**TASK INSTRUCTIONS**
How many lines in the listing contain the word "space"? Reply with the number alone.

**DATA IN THIS EXERCISE**
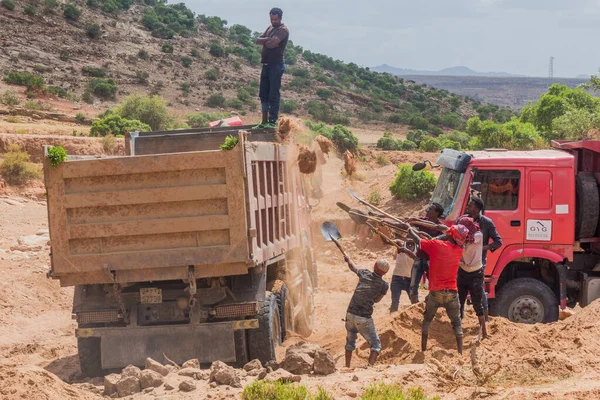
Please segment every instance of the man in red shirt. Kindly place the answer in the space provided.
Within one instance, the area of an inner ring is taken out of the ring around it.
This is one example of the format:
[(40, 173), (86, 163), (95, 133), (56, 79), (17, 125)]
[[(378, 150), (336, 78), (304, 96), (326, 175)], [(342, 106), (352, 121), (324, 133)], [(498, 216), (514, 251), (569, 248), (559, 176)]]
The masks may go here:
[(450, 318), (458, 354), (463, 350), (463, 331), (456, 275), (469, 230), (464, 225), (453, 225), (440, 239), (421, 239), (411, 228), (410, 238), (429, 256), (429, 294), (425, 298), (425, 313), (421, 328), (421, 350), (427, 349), (429, 326), (439, 307), (446, 309)]

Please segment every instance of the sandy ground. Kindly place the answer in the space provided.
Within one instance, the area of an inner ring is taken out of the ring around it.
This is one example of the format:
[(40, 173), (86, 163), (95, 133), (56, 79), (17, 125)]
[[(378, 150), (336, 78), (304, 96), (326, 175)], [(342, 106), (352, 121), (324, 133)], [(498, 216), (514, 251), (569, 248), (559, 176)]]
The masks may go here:
[[(476, 318), (469, 310), (464, 321), (465, 354), (458, 356), (443, 311), (432, 324), (429, 348), (423, 353), (419, 350), (422, 303), (411, 306), (403, 294), (400, 312), (390, 315), (390, 298), (386, 296), (376, 305), (374, 314), (384, 347), (380, 363), (366, 368), (368, 346), (360, 339), (352, 368), (343, 367), (342, 318), (357, 278), (344, 265), (337, 249), (322, 239), (318, 227), (325, 220), (338, 223), (344, 236), (343, 245), (362, 267), (370, 267), (377, 257), (391, 260), (393, 251), (349, 221), (335, 202), (358, 207), (346, 193), (348, 187), (365, 198), (377, 190), (382, 197), (381, 208), (399, 215), (419, 214), (425, 201), (392, 199), (388, 186), (396, 164), (434, 158), (424, 153), (386, 152), (393, 164), (381, 166), (375, 153), (366, 154), (358, 165), (358, 178), (344, 177), (343, 162), (334, 154), (320, 159), (312, 177), (315, 186), (319, 182), (326, 184), (322, 185), (323, 197), (313, 200), (319, 288), (315, 294), (315, 329), (307, 339), (330, 351), (339, 370), (327, 377), (303, 376), (301, 383), (313, 391), (322, 386), (336, 399), (360, 396), (369, 385), (379, 381), (422, 386), (428, 394), (444, 399), (600, 398), (597, 360), (600, 302), (548, 325), (524, 326), (492, 318), (488, 328), (491, 337), (479, 345), (475, 340)], [(58, 282), (46, 278), (49, 246), (42, 240), (39, 249), (10, 250), (20, 237), (47, 235), (42, 193), (39, 184), (0, 192), (0, 398), (100, 398), (96, 392), (101, 390), (102, 379), (80, 376), (75, 323), (70, 313), (73, 290), (61, 288)], [(389, 281), (391, 276), (386, 279)], [(424, 294), (425, 291), (421, 298)], [(299, 340), (292, 335), (278, 349), (279, 353), (283, 354), (285, 346)], [(158, 388), (134, 398), (240, 398), (240, 393), (241, 389), (210, 388), (201, 383), (188, 394)]]

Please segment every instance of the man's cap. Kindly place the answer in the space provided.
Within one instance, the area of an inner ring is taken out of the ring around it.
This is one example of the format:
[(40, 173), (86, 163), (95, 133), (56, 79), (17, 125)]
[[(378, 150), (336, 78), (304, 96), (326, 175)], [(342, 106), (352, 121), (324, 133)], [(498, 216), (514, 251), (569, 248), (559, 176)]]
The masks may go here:
[(446, 235), (450, 236), (457, 245), (462, 246), (465, 244), (467, 240), (467, 235), (469, 234), (469, 230), (464, 225), (452, 225), (446, 231)]
[(385, 274), (390, 270), (390, 263), (385, 258), (380, 258), (375, 261), (375, 268)]
[(483, 200), (481, 200), (479, 197), (471, 197), (471, 201), (473, 203), (475, 203), (477, 208), (479, 208), (479, 211), (483, 210), (483, 207), (484, 207)]

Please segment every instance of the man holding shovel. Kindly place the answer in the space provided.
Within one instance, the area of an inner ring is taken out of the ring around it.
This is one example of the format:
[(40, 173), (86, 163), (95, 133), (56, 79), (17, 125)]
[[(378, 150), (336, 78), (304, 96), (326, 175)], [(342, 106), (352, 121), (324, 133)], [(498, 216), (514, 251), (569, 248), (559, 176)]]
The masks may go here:
[(358, 276), (358, 285), (346, 311), (346, 367), (350, 367), (359, 333), (371, 346), (369, 365), (373, 365), (381, 353), (381, 341), (373, 321), (373, 305), (379, 303), (388, 291), (389, 285), (382, 277), (389, 271), (390, 264), (381, 258), (375, 262), (373, 271), (369, 271), (358, 269), (354, 261), (346, 255), (344, 261), (348, 263), (350, 271)]

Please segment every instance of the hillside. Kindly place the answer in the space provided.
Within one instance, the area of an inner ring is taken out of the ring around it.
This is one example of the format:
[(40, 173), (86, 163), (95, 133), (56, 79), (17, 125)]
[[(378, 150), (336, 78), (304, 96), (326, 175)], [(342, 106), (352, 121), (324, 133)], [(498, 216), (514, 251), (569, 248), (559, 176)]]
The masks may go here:
[(510, 74), (508, 72), (477, 72), (469, 67), (456, 66), (444, 68), (439, 71), (420, 71), (416, 69), (406, 69), (382, 64), (372, 68), (376, 72), (387, 72), (392, 75), (435, 75), (435, 76), (489, 76), (489, 77), (524, 77), (525, 75)]
[[(2, 2), (0, 72), (43, 79), (29, 90), (36, 101), (63, 97), (94, 117), (131, 93), (164, 97), (174, 117), (198, 111), (236, 110), (258, 120), (257, 33), (195, 16), (183, 3), (145, 0)], [(6, 7), (6, 4), (14, 5)], [(301, 118), (404, 132), (410, 126), (441, 134), (476, 116), (478, 102), (288, 44), (282, 111)], [(15, 82), (15, 80), (8, 80)], [(112, 85), (112, 86), (110, 86)], [(98, 86), (98, 87), (97, 87)], [(69, 103), (63, 104), (65, 109)], [(510, 111), (493, 109), (506, 120)]]

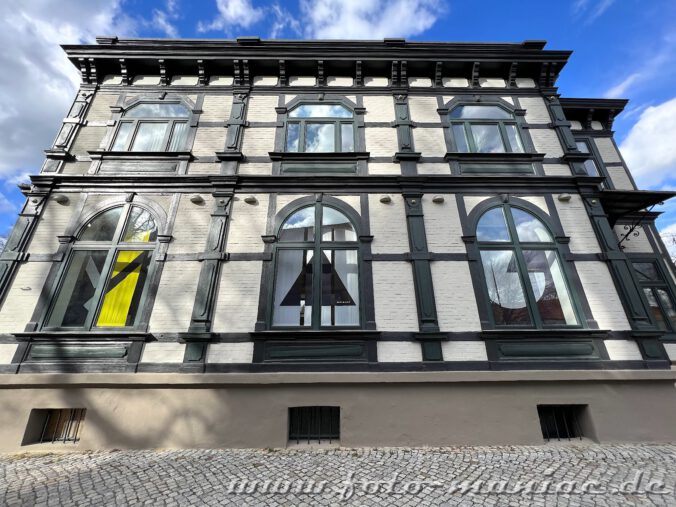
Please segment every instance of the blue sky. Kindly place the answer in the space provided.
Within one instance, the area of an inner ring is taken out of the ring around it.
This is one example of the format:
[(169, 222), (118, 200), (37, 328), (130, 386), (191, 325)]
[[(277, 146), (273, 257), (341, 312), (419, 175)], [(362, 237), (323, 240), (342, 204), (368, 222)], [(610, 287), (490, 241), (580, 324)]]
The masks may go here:
[[(3, 0), (0, 5), (0, 235), (39, 171), (75, 93), (59, 43), (122, 37), (357, 38), (518, 42), (574, 53), (565, 97), (630, 99), (616, 140), (642, 188), (676, 188), (673, 0)], [(676, 199), (658, 220), (676, 238)], [(676, 251), (676, 248), (674, 248)]]

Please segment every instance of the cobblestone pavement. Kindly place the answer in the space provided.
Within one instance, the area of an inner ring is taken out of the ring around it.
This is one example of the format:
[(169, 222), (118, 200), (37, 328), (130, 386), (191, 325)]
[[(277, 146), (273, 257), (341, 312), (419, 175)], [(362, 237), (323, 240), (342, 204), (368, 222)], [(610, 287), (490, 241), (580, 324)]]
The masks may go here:
[(676, 505), (676, 445), (0, 455), (3, 505)]

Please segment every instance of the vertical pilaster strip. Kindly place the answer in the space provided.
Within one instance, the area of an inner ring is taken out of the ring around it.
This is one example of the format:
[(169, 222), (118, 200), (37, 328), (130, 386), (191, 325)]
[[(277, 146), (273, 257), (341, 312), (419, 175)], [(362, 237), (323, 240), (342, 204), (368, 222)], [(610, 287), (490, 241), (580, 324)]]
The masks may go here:
[(244, 158), (242, 137), (244, 128), (248, 126), (245, 119), (248, 102), (249, 94), (245, 92), (237, 92), (232, 97), (230, 118), (226, 123), (225, 149), (216, 153), (221, 161), (221, 174), (237, 174), (239, 162)]
[(584, 161), (589, 158), (589, 154), (582, 153), (577, 149), (573, 132), (570, 130), (570, 122), (566, 119), (559, 98), (556, 95), (551, 95), (545, 101), (549, 106), (549, 113), (553, 119), (552, 126), (563, 146), (564, 160), (570, 163), (573, 174), (585, 176), (587, 170), (584, 168)]
[(393, 128), (397, 129), (398, 151), (394, 154), (394, 161), (401, 165), (401, 174), (404, 176), (414, 176), (418, 173), (417, 161), (420, 159), (420, 153), (416, 152), (413, 144), (412, 129), (415, 126), (411, 121), (408, 109), (408, 95), (394, 95), (394, 117), (391, 123)]

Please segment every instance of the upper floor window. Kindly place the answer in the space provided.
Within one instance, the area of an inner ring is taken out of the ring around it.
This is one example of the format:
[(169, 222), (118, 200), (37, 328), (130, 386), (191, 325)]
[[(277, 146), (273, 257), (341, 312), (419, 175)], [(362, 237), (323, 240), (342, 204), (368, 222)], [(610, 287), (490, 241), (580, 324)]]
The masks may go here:
[(179, 102), (141, 102), (124, 111), (113, 151), (183, 151), (190, 109)]
[(289, 111), (286, 151), (352, 152), (354, 113), (340, 104), (299, 104)]
[(317, 203), (282, 223), (273, 300), (273, 327), (360, 325), (359, 245), (343, 212)]
[[(577, 149), (581, 153), (589, 153), (592, 154), (591, 150), (589, 149), (589, 144), (587, 144), (587, 141), (575, 141), (575, 144), (577, 145)], [(593, 156), (593, 155), (592, 155)], [(589, 176), (599, 176), (599, 168), (596, 165), (596, 162), (594, 161), (593, 158), (588, 158), (587, 160), (584, 161), (584, 169), (587, 171), (587, 174)]]
[(497, 206), (479, 219), (476, 239), (496, 326), (579, 323), (554, 238), (539, 218)]
[(514, 114), (500, 106), (459, 105), (448, 116), (458, 152), (524, 152)]
[(655, 324), (662, 331), (676, 332), (676, 305), (657, 263), (636, 261), (633, 266)]
[(73, 244), (44, 327), (134, 326), (156, 239), (156, 221), (140, 206), (126, 204), (94, 217)]

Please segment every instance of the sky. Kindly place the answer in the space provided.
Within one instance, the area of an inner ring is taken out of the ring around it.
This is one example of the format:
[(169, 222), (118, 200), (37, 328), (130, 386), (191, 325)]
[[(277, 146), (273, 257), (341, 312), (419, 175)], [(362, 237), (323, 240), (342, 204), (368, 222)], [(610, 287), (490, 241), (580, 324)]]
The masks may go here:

**EXERCISE SOLUTION**
10